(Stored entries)
########
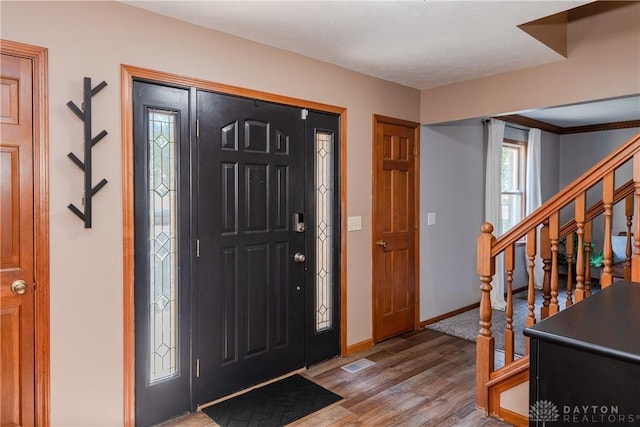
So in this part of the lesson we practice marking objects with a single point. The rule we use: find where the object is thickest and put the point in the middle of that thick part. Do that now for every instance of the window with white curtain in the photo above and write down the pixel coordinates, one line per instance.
(513, 183)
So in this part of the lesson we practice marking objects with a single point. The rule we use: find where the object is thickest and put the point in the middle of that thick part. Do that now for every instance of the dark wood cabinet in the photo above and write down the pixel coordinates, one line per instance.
(585, 362)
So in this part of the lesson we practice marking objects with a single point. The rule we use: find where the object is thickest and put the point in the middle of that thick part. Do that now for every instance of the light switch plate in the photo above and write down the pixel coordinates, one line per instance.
(354, 223)
(431, 218)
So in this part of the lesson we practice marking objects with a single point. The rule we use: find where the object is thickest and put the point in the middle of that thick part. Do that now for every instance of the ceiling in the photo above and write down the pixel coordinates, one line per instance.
(420, 44)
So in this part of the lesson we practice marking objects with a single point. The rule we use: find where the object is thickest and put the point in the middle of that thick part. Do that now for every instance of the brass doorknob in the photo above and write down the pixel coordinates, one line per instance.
(19, 287)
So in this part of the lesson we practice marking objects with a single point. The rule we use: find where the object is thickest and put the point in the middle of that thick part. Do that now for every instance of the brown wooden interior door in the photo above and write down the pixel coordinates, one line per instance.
(395, 230)
(16, 252)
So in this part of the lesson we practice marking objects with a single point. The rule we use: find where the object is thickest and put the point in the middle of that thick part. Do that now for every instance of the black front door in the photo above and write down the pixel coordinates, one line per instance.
(250, 270)
(236, 244)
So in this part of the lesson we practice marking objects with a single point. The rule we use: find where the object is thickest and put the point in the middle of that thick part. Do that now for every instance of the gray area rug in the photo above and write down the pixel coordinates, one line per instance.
(465, 325)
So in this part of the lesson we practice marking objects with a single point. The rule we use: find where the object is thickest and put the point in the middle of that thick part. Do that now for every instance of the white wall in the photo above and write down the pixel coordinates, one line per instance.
(452, 177)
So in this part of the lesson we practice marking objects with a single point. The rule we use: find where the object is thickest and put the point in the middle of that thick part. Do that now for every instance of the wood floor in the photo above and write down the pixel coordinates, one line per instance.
(422, 378)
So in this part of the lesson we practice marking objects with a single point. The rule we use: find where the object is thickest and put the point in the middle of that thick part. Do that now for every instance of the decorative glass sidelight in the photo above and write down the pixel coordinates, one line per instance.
(324, 230)
(163, 244)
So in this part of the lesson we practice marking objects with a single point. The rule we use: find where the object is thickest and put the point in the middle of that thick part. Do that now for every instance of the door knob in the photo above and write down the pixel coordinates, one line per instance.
(19, 287)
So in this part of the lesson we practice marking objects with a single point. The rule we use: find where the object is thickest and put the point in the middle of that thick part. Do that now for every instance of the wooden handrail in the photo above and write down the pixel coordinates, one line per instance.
(587, 180)
(598, 208)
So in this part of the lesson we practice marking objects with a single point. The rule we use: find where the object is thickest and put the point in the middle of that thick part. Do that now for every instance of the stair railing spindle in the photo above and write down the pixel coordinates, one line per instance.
(580, 212)
(608, 188)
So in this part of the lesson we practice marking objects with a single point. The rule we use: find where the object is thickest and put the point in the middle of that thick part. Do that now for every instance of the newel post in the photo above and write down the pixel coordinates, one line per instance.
(485, 341)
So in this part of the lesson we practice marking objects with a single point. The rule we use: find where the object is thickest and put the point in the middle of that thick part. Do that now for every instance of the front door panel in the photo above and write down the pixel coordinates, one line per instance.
(250, 292)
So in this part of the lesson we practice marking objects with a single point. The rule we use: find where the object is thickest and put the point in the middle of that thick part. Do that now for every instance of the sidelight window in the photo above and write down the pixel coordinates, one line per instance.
(513, 183)
(325, 228)
(162, 189)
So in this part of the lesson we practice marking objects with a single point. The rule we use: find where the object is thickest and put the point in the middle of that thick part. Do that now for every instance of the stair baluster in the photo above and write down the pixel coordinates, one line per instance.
(608, 188)
(569, 256)
(580, 212)
(509, 340)
(588, 227)
(554, 238)
(628, 212)
(545, 253)
(531, 256)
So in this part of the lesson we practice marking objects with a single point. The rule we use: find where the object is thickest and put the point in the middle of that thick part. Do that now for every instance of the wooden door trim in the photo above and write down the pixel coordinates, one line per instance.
(39, 58)
(378, 119)
(127, 74)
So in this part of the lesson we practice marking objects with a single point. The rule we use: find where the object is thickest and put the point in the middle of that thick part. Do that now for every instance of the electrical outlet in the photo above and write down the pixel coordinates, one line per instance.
(354, 223)
(431, 218)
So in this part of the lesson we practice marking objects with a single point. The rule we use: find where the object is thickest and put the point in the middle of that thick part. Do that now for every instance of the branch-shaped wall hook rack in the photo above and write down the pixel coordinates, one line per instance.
(89, 142)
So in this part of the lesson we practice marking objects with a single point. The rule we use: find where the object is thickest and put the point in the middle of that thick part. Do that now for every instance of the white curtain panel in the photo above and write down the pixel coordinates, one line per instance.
(534, 194)
(493, 204)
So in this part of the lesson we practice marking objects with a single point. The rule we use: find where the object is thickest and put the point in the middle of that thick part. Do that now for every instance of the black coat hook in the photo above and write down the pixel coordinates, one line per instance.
(84, 114)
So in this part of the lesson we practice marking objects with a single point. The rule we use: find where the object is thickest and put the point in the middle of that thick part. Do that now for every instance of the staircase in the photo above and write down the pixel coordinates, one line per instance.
(576, 231)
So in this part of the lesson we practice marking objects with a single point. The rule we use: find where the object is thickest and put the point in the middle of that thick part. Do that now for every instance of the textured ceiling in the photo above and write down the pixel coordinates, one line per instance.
(420, 44)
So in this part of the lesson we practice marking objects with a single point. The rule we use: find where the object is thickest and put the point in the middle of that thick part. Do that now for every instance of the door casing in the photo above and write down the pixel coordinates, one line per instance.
(39, 59)
(128, 74)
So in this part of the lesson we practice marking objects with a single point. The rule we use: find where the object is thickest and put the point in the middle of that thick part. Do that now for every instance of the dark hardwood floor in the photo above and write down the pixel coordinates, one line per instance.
(422, 378)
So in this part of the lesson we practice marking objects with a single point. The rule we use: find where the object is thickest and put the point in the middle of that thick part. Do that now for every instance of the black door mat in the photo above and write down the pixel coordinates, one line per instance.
(275, 404)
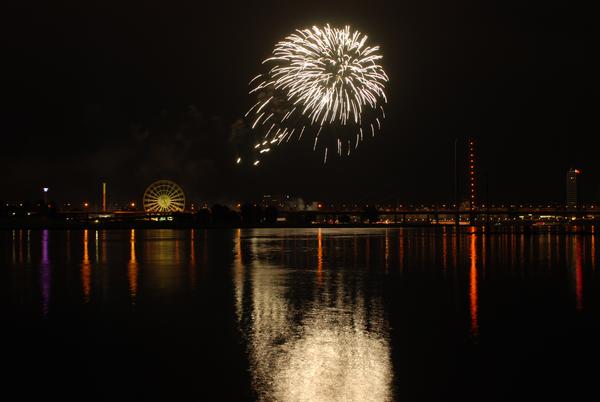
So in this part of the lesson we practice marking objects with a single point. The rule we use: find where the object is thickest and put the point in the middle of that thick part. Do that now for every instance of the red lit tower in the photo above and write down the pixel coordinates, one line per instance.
(472, 159)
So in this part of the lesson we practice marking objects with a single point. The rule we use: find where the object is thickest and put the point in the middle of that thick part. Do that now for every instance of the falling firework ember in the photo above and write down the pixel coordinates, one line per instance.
(323, 82)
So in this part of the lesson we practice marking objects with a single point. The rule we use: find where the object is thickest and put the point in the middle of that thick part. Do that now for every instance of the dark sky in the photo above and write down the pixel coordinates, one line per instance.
(132, 92)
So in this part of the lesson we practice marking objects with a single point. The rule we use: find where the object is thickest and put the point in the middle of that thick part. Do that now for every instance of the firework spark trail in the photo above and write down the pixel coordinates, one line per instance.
(327, 77)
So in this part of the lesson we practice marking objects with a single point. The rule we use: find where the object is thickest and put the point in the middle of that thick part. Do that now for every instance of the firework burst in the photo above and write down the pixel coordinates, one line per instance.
(324, 81)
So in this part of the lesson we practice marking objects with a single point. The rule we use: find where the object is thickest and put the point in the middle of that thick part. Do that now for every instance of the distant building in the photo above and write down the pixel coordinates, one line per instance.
(572, 187)
(472, 174)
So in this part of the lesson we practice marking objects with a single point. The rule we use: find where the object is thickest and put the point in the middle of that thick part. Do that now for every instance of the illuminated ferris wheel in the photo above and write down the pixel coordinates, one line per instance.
########
* **Exercise goal**
Keep every word of the records above exactly, and return them with no pictures.

* **Result of this exercise**
So in this part of the lesson we practice marking objects with a single point. The rule we use: find where the object is thickest and put the point in the middle of that thick part. Do that now for every instance of the window with white curtain in the photo above and write down the pixel coordinates, one line per instance.
(513, 183)
So in this part of the lesson we practice marking objects with a single point. The rule we use: find where the object is thickest and put the point in the middle of that thick part. Do that now for every instance of the dark wood cabinet in the photo above and write down the pixel coordinates, one line per instance.
(585, 362)
So in this part of the lesson we practice marking objects with a single point. The rule we use: find where the object is thickest and put the point in the middle of that thick part. Do that now for every instance of the light switch plate in the photo above and write down the pixel coordinates, one line per instance.
(354, 223)
(431, 218)
So in this part of the lesson we practice marking objects with a single point. The rule we use: find where the object is thickest and put the point in the middle of that thick part. Do that now for every instance of the ceiling in the photo above and write down the pixel coordinates, one line per instance.
(420, 44)
So in this part of the lesson we practice marking objects with a single point. The rule we use: find where the object is thickest and put the point in the middle of that thick part. Do that now for every instance of the brass doorknob in the photo above and write down the pixel coordinates, one line per instance.
(19, 287)
So in this part of the lesson we practice marking objects with a single point. The rule we use: find where the object is thickest and put the point in the middle of that thick part. Do that now for every instance of the brown wooden interior door in the photo above and write down the pixel coordinates, one line per instance.
(395, 230)
(16, 252)
So in this part of the lesson we practice marking objects with a single point. The rule we use: find where the object is thickest and put the point in the middle of that thick part. Do that now for every instance of the black front door in the photo above and write down the pixel coordinates, one line per instance.
(250, 270)
(236, 244)
So in this part of the lesson we practice marking objects with a single point. The rule we use: find where the object is thickest and put the point in the middle of that thick part. Do that now for every instance of the gray area rug in the photo above and write down the pixel coordinates, one line per instance.
(465, 325)
So in this part of the lesson we practice marking objects with a single point. The rule we use: find where the object is thickest and put the point in the middle of that thick part. Do that now for every instance of the white wall in the photo above and write down the pixel coordinates, one line per instance.
(452, 177)
So in this part of the lesson we practice marking objects with a single point. The rule we use: find where the object is thickest and put the point in the middle of that thick part. Do that now for every instance of the wood floor in the photo above and write down the pixel coordinates, one line per instance.
(422, 378)
So in this part of the lesson we practice marking objects with a single point. The rule we use: find where the object is thickest and put the point in the middle of that thick part. Do that now for every instance of the decorative glass sidelight in the photo above and write down the pixel coordinates, one line per instance.
(324, 230)
(163, 244)
So in this part of the lesson we practice marking objects with a single point. The rule we use: find where the object is thickest and put the point in the middle of that thick part. Do that now for every instance of the door knob in the photo above and write down the pixel coordinates, one line per instance.
(19, 287)
So in this part of the lesson we practice marking objects with a single point. The rule we use: find where the object is thickest and put the point in the middle of that thick part. Do that now for every instance of the wooden handrail in the photo above and write down the pixel coordinates, one line per instance.
(587, 180)
(598, 208)
So in this part of the lesson we practice marking objects with a single point. The rule we use: find where the object is thickest and put the point in the middle of that thick part. Do that now for every instance of the stair railing spindle in the photo above and write down the pixel coordinates, one line per instance.
(580, 212)
(608, 188)
So in this part of the lesson we practice marking objects with a single point. The rule we use: find where the object is thickest and put the point in the middle of that thick part. Do that now for every instance of the newel post in the photo above and write down the pixel coordinates, one line per instance.
(485, 341)
So in this part of the lesson we practice marking objects with a single point. The rule we use: find where the object is thickest and put the point in the middle of that thick part. Do that now for every instance of the front door panel in the photo above and write down the pixel coordinates, one line per instance.
(250, 292)
So in this part of the lesson we practice marking objects with a single point. The rule we use: find where the object is thickest and put the point in the middle of that thick part. Do that now for every instance of the sidelight window in the photo above and write down the pixel coordinates, one line per instance.
(513, 183)
(325, 228)
(162, 189)
So in this part of the lesson we practice marking objects with a single point. The rule we use: find where the object is thickest and put the point in the middle of that thick part. Do that now for every instance of the stair baluster in the photo above and write down the pixel coordinates, one line per instance.
(608, 188)
(569, 256)
(580, 212)
(509, 340)
(588, 227)
(554, 238)
(628, 212)
(545, 253)
(531, 256)
So in this part of the lesson we practice marking objects with a single point. The rule we use: find where the object is thickest and put the point in the middle of that thick part. Do that now for every instance of the wooden door trim in the photo above and write down the pixel coordinates, one line per instance.
(39, 58)
(378, 119)
(127, 74)
So in this part of the lesson we practice marking objects with a single point. The rule we use: find where the object is thickest and put the point in the middle of that thick part. Do that now for every instance of the electrical outlet in the photo above and write down the pixel coordinates, one line per instance.
(354, 223)
(431, 218)
So in this part of the lesson we practice marking objects with a single point. The rule we use: find where the object is thickest and put the point in the middle of that thick part. Do that now for every instance of the branch-shaped wall hook rack in the photo above and write down the pixel coordinates, one line per instance.
(89, 142)
So in this part of the lesson we practice marking objects with a single point. The rule we use: find where the object is thickest and put the point in the middle of that thick part. Do that now for every instance of the white curtain panel in the photo above and write down the pixel coordinates, one line per instance.
(534, 194)
(493, 204)
So in this part of the lesson we practice marking objects with a single point. The rule we use: find where the object is thickest and put the point in the middle of that thick part. Do that now for every instance of the black coat hook in the photo above and write down the pixel coordinates, one line per instance.
(84, 114)
So in this part of the lesson we practice marking objects with a single point. The rule we use: find where the object is thickest and put the point in the middle of that thick part. Do that now for every instance of the staircase in the photo above and write down the pixel coordinates, one line per instance.
(576, 231)
So in this part of the lesson we practice marking objects with a single point. The rule we use: find where the object is thickest and put the point in the middle of that thick part. Do that now for every instance of the textured ceiling in the photo above and write down the pixel coordinates, one line per instance.
(420, 44)
So in this part of the lesson we practice marking objects with a single point. The rule we use: find where the object is thickest and put the point in the middle of that thick part. Do that now for every instance of the door casing in the photo above and write down the pixel coordinates, one line per instance.
(39, 59)
(128, 74)
So in this part of the lesson we practice marking objects with a single point. The rule we use: find where the object is thickest and put the point in the middle of that thick part. Do that now for every instance of the dark hardwood floor in the photo above and write down the pixel coordinates, one line per instance.
(422, 378)
So in this part of the lesson we practice marking objects with a single point. The rule we use: find where the object is thickest and put the point in the middle of that thick part. Do that now for every instance of the black door mat in the photo above and write down the pixel coordinates, one line per instance.
(275, 404)
So in this part of the lesson we practice marking objects with a single point. The rule we use: find where the object is thickest and put the point in the middle of that thick part. Do that now for every instance of the red lit tower in the photo above and write down the pixel coordinates, one line per instance.
(472, 159)
So in this part of the lesson we practice marking objects with a single point. The rule we use: find where the object is thickest and put the point in the middle of that thick part. Do that now for every instance of the falling firework ember in the photo above and write down the pixel coordinates, one line per instance.
(323, 82)
So in this part of the lesson we practice marking objects with a single point. The rule we use: find where the object is thickest and put the point in the middle of that thick part. Do that now for every instance of the dark sky in the photo above and write down the pixel coordinates, one line per instance.
(132, 92)
So in this part of the lesson we practice marking objects with a single point. The rule we use: find where the object is thickest and put the point in the middle of that thick part. Do that now for every instance of the firework spark trail in the photo above and write down the pixel coordinates, one line per instance.
(327, 77)
So in this part of the lesson we practice marking objects with a single point. The rule we use: find where the object is thickest and put the point in the middle of that thick part. Do that now for every instance of the firework burst in the photo above and write down the pixel coordinates, one line per instance.
(324, 81)
So in this part of the lesson we practice marking objects with a single point. The rule we use: find where the object is thickest and put the point in the middle of that thick part. Do that now for every instance of the distant building in the photo above and write down the pixel coordinates, one line per instance.
(572, 187)
(472, 174)
So in this part of the lesson we practice marking objects with a single point. The rule we use: find where the object is thickest and put the point in the middle of that thick part. Do that now for every instance of the illuminated ferris wheel in the photo above and write down the pixel coordinates, one line per instance.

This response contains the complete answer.